What you have to do: Reproduce exactly the lines of the material beneath, from the line that contains "box: [820, 140, 951, 262]" to the line that contains "negative clicks: (977, 440)", both included, and no other lines.
'''
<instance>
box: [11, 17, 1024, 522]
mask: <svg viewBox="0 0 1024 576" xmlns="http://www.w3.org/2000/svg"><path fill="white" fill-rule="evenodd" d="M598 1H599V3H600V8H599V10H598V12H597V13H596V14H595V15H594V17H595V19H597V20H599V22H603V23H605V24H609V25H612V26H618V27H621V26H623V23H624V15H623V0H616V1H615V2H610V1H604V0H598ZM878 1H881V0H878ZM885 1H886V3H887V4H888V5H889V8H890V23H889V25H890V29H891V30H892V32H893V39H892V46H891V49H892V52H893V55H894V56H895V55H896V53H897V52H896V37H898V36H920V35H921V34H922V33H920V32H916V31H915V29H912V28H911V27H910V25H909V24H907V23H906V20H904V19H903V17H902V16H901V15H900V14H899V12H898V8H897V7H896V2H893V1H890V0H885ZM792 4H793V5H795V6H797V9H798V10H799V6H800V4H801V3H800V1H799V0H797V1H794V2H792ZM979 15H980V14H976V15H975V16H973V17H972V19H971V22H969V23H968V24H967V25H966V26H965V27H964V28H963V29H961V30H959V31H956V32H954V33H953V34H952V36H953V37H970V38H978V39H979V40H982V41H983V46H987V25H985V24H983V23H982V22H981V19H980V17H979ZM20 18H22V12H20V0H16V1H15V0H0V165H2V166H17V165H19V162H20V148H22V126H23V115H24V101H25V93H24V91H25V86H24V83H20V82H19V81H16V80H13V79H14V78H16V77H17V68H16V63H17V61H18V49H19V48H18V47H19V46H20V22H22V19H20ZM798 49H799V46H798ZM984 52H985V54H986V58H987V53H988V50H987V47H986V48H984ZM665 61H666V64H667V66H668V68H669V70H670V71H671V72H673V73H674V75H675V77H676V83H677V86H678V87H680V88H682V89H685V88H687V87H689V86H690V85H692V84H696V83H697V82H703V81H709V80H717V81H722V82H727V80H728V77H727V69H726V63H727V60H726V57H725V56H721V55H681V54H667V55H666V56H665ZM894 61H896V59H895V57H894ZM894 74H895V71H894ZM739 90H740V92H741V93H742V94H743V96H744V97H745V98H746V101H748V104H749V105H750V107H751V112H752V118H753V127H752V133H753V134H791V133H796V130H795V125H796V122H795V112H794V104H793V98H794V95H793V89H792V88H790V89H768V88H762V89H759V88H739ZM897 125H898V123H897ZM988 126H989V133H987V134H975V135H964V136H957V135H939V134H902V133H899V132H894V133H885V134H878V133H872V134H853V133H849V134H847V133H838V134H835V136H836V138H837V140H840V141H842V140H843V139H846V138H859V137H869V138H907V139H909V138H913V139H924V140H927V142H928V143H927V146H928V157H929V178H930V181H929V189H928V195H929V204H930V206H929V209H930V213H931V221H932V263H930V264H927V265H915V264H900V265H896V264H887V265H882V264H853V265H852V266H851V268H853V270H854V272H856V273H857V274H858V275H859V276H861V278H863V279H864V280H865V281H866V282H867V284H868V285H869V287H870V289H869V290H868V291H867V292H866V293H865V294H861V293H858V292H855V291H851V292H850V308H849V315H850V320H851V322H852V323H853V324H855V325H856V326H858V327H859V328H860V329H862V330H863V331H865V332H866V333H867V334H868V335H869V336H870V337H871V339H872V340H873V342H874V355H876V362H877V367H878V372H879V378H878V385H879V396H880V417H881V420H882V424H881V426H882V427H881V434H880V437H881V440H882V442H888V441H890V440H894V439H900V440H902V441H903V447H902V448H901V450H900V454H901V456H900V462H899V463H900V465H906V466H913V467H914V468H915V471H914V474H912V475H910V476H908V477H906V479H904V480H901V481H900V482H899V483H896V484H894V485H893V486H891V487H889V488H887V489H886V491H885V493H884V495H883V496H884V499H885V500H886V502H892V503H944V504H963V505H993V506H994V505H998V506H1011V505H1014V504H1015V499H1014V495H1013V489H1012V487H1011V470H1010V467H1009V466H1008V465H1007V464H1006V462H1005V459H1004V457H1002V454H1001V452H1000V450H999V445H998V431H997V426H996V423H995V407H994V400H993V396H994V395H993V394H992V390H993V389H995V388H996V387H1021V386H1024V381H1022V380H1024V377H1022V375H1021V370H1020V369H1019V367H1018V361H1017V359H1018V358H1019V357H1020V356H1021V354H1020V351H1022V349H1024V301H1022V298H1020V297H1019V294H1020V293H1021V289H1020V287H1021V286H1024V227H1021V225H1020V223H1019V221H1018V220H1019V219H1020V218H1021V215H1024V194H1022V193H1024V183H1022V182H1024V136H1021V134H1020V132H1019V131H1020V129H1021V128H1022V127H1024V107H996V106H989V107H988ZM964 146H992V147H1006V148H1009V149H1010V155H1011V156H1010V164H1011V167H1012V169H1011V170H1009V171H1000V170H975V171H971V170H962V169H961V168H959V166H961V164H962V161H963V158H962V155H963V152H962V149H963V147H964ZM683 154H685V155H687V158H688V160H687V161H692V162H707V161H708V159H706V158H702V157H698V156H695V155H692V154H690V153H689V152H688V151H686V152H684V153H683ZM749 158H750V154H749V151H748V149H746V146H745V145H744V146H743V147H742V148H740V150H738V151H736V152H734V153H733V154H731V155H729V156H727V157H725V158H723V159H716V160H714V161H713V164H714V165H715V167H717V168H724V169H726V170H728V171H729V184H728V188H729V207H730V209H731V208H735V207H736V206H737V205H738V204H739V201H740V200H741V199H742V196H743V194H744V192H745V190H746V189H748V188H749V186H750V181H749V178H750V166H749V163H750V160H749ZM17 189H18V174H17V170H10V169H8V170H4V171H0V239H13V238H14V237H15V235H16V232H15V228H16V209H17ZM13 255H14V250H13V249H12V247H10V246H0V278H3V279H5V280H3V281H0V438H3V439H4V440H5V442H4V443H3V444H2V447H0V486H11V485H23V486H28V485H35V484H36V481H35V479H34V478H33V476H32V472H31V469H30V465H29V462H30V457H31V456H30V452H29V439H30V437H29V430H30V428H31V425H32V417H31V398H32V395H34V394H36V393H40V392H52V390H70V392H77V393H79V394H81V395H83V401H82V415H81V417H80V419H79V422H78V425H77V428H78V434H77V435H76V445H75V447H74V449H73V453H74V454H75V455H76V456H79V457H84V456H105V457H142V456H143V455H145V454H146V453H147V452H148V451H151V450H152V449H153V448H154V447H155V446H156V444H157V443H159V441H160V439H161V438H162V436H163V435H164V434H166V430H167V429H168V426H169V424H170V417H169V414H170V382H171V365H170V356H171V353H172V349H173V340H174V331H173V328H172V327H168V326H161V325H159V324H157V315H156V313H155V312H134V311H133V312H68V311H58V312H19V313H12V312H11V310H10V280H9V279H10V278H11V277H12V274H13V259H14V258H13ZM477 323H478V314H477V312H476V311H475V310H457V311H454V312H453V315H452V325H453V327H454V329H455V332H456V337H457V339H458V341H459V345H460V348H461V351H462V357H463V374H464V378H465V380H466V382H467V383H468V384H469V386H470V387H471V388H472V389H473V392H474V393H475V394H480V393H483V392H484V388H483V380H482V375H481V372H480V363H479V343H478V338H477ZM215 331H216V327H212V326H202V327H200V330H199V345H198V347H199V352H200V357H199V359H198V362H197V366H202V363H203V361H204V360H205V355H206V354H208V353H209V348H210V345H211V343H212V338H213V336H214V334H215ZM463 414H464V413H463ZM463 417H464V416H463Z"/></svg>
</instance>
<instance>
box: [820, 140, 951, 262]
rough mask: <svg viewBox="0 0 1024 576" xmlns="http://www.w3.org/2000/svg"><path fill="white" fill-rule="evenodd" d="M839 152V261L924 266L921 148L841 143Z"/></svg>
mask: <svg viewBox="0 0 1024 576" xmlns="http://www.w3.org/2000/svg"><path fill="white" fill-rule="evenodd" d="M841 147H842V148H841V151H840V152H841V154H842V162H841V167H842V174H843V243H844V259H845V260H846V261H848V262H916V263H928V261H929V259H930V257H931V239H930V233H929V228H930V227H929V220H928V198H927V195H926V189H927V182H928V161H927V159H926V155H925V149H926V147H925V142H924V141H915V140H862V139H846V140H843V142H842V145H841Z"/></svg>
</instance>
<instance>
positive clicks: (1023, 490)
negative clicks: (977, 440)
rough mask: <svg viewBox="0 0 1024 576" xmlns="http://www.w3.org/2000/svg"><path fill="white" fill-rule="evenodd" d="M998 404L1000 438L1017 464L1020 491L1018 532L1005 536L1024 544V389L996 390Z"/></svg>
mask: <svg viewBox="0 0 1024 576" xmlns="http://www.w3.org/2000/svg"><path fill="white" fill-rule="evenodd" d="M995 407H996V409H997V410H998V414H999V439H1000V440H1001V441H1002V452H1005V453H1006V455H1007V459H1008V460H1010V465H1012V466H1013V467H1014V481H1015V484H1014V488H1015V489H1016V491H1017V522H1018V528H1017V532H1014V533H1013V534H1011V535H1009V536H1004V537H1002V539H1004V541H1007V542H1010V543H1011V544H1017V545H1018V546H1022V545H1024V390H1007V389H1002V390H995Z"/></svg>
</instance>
'''
Answer space:
box: [820, 140, 951, 262]
rough mask: <svg viewBox="0 0 1024 576" xmlns="http://www.w3.org/2000/svg"><path fill="white" fill-rule="evenodd" d="M839 152V261L924 266L921 148L841 143Z"/></svg>
mask: <svg viewBox="0 0 1024 576" xmlns="http://www.w3.org/2000/svg"><path fill="white" fill-rule="evenodd" d="M841 147H842V148H841V151H840V152H841V154H842V162H841V167H842V174H843V243H844V259H845V260H846V261H848V262H916V263H928V261H929V259H930V257H931V239H930V233H929V228H930V227H929V220H928V198H927V195H926V189H927V182H928V161H927V159H926V155H925V149H926V147H925V142H924V141H915V140H862V139H846V140H843V142H842V145H841Z"/></svg>
</instance>
<instance>
positive clicks: (1023, 490)
negative clicks: (977, 440)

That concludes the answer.